» **Esercizio proposto**
Ricopia dal brano sul governo Meloni il tratto che comincia con "Il Governo non cede" e va avanti fino a "amici di partito.".

____ Brano riportato

Il Governo non cede di un millimetro su sicurezza e immigrazione

Una cosa che di sicuro non manca a Giorgia Meloni è la caparbietà. La premier ha dato prova di tenacia in tutta la sua vita e in tutta la sua carriera politica, dalle organizzazioni giovanili di destra a Palazzo Chigi, pretendendo il massimo sforzo da sé stessa in primo luogo e da collaboratori e amici di partito.

Non è nelle nostre corde sbandierare del pauperismo a buon mercato, che lasciamo  volentieri alla sinistra, con Rolex e Tesla però, ma sono note a tutti le modeste origini del Presidente del Consiglio, ben differenti da quelle, per esempio, di Elly Schlein. Quindi, una giovane militante della destra romana, senza dinastie danarose alle spalle e ispirata a idee politicamente scorrette per il solito cliché del femminismo di sinistra, che arriva a guidare la Nazione e a rappresentarla con autorevolezza nei principali consessi internazionali, deve essere parecchio risoluta, e così si è rivelata e continua a rivelarsi Giorgia Meloni. Certo, la cocciutaggine, nel senso migliore di questo termine, della premier Meloni è sorretta da un progetto politico solido, il conservatorismo di massa di Fratelli d’Italia, e da un idem sentire che unisce e convince tutte le forze politiche di centrodestra sulle quali si poggia il Governo.

La perseveranza meloniana consente a questo esecutivo di portare davvero a termine ciò che è stato indicato come fattibile in tempi brevi o medi. Non si vuole prendere in giro gli italiani, già fin troppo imbrogliati in passato, e quanto è realizzabile, lo si fa e basta, per tenere fede al mandato ricevuto dagli elettori, mentre circa le materie che richiedono più tempo, il Governo non cela la necessità di un lavoro più complesso e si impegna per una prospettiva di medio-lungo periodo. Si è ritenuto di approfittare di questo tempo per entrare nel concreto delle riforme istituzionali e costituzionali, che hanno già attraversato diversi passaggi parlamentari, come il premierato e la separazione delle carriere dei magistrati.

________
____ Estratto dei dati

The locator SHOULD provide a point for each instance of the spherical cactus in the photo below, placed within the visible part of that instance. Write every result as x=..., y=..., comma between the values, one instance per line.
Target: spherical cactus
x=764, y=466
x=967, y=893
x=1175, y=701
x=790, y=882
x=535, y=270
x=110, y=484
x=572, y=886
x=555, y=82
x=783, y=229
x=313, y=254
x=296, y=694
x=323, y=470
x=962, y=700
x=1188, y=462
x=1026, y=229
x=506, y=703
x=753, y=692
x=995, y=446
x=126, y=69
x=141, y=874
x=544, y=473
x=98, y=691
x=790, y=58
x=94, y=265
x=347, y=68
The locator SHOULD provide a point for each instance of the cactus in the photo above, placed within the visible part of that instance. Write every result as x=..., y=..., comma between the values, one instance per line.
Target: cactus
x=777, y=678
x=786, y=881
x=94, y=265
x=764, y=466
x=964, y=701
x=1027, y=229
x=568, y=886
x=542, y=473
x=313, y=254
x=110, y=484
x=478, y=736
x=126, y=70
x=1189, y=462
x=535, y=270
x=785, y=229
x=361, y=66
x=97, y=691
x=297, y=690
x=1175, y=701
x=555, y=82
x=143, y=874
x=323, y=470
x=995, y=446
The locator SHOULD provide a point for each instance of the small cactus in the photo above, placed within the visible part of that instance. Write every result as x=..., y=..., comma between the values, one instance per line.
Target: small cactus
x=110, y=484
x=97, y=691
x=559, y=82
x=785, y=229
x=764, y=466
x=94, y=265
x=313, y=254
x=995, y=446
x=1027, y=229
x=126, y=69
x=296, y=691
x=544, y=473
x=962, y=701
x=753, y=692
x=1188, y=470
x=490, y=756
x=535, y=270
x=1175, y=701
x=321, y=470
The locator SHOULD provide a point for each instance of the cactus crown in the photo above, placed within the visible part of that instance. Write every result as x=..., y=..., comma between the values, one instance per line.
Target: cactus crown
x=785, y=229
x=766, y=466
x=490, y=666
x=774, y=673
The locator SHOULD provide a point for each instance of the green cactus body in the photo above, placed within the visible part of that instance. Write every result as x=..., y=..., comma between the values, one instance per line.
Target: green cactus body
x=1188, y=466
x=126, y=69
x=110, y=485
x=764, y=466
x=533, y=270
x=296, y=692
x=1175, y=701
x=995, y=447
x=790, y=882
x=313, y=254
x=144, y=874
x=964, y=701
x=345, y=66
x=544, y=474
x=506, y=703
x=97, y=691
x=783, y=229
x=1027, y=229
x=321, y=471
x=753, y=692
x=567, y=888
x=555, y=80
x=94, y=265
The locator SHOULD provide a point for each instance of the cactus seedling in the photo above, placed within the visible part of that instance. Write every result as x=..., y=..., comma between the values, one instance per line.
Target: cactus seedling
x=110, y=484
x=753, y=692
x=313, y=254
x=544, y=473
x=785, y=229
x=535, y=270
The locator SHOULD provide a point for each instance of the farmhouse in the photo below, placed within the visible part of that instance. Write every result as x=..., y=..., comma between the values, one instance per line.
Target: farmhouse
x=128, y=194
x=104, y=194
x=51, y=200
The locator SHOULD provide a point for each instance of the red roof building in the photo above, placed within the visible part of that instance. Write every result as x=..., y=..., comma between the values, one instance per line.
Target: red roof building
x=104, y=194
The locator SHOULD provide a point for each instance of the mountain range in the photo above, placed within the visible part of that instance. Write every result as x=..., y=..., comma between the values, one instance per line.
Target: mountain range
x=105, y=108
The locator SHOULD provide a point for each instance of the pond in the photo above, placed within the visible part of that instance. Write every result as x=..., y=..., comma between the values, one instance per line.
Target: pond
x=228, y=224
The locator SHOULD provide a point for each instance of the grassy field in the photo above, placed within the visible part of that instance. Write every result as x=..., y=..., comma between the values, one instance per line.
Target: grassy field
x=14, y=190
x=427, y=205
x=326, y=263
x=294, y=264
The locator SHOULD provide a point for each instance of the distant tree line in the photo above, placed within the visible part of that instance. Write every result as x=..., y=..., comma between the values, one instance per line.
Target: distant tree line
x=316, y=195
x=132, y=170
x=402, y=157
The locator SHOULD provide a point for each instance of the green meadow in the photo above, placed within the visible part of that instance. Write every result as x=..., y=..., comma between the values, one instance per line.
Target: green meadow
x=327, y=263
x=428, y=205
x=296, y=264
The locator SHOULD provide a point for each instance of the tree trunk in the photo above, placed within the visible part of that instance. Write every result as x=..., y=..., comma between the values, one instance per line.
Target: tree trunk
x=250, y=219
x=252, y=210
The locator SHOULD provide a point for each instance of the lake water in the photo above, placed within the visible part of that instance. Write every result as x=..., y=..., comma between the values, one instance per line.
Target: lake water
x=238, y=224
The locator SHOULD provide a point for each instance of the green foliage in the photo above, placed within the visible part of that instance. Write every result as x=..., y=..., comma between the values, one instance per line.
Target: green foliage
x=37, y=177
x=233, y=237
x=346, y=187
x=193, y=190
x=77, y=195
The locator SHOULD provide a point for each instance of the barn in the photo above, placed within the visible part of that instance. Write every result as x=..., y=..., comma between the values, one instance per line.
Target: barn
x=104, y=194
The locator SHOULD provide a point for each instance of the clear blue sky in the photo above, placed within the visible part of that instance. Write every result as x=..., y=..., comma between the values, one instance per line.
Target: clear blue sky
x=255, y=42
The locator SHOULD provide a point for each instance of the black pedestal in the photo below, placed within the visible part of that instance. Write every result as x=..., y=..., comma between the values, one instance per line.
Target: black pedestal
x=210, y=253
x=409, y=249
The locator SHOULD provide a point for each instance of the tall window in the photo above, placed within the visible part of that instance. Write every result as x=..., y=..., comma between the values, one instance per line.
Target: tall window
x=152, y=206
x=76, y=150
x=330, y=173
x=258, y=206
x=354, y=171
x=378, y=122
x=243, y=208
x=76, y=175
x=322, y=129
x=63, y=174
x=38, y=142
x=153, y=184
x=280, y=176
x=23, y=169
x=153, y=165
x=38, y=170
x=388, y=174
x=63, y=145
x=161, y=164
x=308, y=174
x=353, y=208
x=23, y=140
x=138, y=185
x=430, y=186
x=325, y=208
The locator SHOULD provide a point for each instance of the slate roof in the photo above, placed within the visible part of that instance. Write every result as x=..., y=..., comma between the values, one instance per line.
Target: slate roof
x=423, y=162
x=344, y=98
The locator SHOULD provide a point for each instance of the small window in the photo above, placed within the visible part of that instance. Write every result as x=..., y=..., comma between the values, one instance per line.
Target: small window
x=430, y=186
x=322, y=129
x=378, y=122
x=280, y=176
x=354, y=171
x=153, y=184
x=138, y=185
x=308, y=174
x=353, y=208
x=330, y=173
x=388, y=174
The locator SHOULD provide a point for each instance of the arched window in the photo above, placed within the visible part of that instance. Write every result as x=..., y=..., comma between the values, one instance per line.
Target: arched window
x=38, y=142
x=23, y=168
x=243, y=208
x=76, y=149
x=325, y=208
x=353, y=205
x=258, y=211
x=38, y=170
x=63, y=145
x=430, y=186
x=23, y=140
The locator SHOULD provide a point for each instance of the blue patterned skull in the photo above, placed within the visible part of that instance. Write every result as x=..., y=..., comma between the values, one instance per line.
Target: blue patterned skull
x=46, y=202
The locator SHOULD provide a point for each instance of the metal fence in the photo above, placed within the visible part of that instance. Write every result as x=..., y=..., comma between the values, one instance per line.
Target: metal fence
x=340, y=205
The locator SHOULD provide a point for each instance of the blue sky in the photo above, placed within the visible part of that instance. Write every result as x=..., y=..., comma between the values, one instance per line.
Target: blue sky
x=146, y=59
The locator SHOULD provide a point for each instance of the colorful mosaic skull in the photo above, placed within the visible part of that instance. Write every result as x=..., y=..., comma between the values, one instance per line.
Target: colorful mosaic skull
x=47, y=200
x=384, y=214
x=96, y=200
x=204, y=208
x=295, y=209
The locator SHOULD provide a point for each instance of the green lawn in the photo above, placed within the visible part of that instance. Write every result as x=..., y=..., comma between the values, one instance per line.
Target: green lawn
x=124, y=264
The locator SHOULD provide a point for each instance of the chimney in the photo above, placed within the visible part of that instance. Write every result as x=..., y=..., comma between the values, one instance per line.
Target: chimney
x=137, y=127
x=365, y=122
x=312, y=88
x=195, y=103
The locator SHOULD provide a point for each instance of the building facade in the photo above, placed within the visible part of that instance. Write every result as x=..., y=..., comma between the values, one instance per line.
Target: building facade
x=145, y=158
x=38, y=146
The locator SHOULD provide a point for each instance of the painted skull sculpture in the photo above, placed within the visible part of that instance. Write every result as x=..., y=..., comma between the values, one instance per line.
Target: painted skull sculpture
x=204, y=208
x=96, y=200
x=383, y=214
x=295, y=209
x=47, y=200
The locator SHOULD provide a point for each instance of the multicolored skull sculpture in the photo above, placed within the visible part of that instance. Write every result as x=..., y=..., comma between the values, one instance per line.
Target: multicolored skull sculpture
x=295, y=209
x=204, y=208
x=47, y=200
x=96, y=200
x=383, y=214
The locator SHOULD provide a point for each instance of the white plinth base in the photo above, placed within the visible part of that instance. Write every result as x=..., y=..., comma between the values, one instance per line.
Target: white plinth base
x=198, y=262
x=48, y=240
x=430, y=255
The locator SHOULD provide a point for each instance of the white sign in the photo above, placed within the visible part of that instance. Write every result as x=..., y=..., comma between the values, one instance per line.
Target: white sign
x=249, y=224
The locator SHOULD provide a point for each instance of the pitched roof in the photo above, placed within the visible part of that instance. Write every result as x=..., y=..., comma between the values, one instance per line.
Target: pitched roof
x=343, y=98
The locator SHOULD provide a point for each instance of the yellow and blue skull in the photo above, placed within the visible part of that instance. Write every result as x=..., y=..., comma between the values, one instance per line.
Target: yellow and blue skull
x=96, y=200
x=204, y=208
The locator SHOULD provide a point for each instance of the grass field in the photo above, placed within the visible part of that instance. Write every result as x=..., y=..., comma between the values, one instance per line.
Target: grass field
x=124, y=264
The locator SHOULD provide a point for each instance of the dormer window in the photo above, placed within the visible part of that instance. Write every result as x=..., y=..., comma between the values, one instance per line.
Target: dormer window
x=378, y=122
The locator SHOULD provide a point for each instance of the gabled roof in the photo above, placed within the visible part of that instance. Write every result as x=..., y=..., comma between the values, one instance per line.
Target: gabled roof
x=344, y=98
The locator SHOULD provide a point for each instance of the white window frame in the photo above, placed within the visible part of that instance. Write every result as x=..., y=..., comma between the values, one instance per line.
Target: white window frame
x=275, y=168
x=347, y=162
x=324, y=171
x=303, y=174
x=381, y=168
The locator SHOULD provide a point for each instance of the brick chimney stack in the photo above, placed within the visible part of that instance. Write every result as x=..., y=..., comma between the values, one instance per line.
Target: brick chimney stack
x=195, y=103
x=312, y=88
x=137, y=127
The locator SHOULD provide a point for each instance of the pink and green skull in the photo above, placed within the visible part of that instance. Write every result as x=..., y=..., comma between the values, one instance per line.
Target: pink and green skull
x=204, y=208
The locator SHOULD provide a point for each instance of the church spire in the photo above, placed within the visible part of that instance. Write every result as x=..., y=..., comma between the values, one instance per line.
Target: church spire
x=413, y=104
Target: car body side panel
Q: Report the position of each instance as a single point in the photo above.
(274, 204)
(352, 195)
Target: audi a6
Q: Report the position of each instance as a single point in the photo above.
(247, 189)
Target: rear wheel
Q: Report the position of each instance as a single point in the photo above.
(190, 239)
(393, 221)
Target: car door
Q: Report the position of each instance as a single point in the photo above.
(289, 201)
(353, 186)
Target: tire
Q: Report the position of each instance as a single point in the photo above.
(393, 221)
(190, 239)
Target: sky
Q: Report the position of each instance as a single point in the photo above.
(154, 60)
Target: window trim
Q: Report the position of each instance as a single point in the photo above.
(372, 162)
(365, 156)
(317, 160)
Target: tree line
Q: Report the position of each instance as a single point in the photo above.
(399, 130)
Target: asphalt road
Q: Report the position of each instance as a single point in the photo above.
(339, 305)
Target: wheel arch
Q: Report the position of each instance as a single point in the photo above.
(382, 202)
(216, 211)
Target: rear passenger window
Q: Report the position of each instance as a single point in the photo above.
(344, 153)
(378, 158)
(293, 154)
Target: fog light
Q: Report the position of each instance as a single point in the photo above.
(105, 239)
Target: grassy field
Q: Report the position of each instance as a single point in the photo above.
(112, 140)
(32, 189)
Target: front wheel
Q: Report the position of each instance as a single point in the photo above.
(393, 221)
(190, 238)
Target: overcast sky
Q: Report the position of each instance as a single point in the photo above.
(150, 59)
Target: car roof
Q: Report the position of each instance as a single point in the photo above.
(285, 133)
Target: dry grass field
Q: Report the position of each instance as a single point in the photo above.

________

» **Risposta scritta**
Il Governo non cede di un millimetro su sicurezza e immigrazione

Una cosa che di sicuro non manca a Giorgia Meloni è la caparbietà. La premier ha dato prova di tenacia in tutta la sua vita e in tutta la sua carriera politica, dalle organizzazioni giovanili di destra a Palazzo Chigi, pretendendo il massimo sforzo da sé stessa in primo luogo e da collaboratori e amici di partito.